E como a pequena Jhully ficou contrariada! Lavar louças, estender a cama, passar uma vassoura peluda naquele assoalho gasto pelos anos, colocar a roupa suja da semana na máquina precisando de uma nova, absolutamente não lhe eram do agrado. Antes tivesse embarcado naquela perua, uma Kombi que nem por isso poderia ser chamada de transporte escolar.

Na manhã seguinte, com a melhor cara do mundo, entrou na vã, tomou o assento junto ao motorista, onde não era permitido. Mas, fazendo uma carinha de muxoxo, conseguiu ver sair vencedor seu intento.

Uma vez na sala de aula, um tanto desconfortável, se olhou no espelho do fundo, aquele que foi trincado por uma bolinha quase inocente atirada de chofre por uma aluna mal comportada, e a ele perguntou: “espelho espelho meu, existe alguém nesta sala de aula mais linda do que eu”? Não precisa dizer que a superfície espelhada emudeceu.

● **Dados fornecidos**
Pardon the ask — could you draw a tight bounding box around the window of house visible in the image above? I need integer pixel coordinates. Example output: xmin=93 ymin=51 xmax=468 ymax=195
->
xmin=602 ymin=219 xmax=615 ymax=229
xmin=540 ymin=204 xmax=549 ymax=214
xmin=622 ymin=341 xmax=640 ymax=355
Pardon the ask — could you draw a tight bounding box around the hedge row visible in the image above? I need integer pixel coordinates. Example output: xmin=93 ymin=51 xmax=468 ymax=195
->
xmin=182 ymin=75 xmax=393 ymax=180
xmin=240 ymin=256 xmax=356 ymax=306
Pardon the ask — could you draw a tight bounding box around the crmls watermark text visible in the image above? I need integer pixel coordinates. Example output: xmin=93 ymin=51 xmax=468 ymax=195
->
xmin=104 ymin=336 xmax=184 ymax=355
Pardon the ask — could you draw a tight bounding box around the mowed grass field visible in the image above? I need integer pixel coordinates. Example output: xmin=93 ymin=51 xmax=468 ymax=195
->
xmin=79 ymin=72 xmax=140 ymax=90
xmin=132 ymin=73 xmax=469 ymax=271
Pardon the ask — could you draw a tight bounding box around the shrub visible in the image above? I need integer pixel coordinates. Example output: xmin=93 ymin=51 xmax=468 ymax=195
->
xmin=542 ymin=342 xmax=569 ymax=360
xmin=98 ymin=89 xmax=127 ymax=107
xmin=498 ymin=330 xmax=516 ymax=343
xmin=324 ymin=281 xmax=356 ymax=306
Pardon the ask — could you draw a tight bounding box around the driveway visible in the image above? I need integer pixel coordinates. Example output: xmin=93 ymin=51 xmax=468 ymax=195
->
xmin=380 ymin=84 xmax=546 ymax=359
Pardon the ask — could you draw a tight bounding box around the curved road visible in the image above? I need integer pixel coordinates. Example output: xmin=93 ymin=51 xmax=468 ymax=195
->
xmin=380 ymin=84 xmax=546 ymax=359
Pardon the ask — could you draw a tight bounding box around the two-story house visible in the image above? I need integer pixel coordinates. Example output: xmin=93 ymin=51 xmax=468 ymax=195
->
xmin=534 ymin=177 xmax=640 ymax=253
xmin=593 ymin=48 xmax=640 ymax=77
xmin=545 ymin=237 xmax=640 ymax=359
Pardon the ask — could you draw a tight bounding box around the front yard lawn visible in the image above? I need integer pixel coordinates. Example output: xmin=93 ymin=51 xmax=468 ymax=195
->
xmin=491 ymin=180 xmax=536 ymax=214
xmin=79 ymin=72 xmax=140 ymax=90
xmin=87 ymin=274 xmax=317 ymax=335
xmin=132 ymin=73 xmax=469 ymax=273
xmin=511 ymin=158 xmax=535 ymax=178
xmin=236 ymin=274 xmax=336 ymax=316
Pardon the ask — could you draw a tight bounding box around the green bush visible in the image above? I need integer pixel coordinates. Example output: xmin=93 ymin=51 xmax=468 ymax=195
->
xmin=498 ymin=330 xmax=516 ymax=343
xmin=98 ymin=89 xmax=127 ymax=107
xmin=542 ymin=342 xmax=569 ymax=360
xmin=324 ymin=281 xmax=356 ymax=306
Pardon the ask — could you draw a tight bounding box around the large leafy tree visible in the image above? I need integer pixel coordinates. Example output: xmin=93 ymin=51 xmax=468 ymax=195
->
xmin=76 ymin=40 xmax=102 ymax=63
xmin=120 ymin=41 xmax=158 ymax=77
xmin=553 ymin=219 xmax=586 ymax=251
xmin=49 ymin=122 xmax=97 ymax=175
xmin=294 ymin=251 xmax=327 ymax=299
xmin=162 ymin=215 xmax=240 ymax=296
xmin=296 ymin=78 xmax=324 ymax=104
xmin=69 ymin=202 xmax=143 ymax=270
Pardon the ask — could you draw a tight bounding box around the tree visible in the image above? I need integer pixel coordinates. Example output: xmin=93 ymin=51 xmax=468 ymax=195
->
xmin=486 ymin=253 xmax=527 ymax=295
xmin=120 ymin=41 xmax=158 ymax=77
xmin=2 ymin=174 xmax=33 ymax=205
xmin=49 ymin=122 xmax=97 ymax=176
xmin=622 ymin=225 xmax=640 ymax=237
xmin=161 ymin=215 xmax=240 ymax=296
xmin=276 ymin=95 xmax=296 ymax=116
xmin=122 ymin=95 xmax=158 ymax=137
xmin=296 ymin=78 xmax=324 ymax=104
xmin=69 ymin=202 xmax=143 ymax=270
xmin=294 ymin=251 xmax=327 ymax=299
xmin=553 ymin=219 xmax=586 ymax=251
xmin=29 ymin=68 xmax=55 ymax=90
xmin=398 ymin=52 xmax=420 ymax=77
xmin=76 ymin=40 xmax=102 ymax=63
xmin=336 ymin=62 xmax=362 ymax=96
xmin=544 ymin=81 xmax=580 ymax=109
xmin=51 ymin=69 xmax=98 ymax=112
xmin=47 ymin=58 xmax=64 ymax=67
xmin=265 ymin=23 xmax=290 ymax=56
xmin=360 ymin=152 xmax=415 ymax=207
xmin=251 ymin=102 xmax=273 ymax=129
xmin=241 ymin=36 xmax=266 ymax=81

● **Enunciado da tarefa**
Prossiga com o trecho sobre a pequena Jhully, escrevendo a continuação a partir do ponto em que ele termina.

● **Área de resposta**
Jhully viu anos passar, meses não deixarem saudades por detrás, e, de repente, se viu no final do curso médio, sem nenhuma intenção de continuar os estudos, pois nada queria com os livros, muito menos com os cadernos. O que mais a Jhullinha apreciava era ficar à-toa. Olhando deslumbradinha os passarinhos cantarem na linda árvore de flores amarelas a frente da janela da sala de aula, a mesma do espelho trincado, que não lhe respondeu a pergunta sem propósito.

Aos quase vinte anos, já de namorado a tira colo, se deixou desvirginar aos dezesseis, por ele mesmo, até então o único homem da sua vida, com ele gostaria de passar o resto dos seus dias, casar não lhe fazia parte dos planos. Emprego ainda não lhe passara pela carteira de trabalho. Até então desprovida de assinatura de algum patrão que lhe houvesse dado a oportunidade de emprego.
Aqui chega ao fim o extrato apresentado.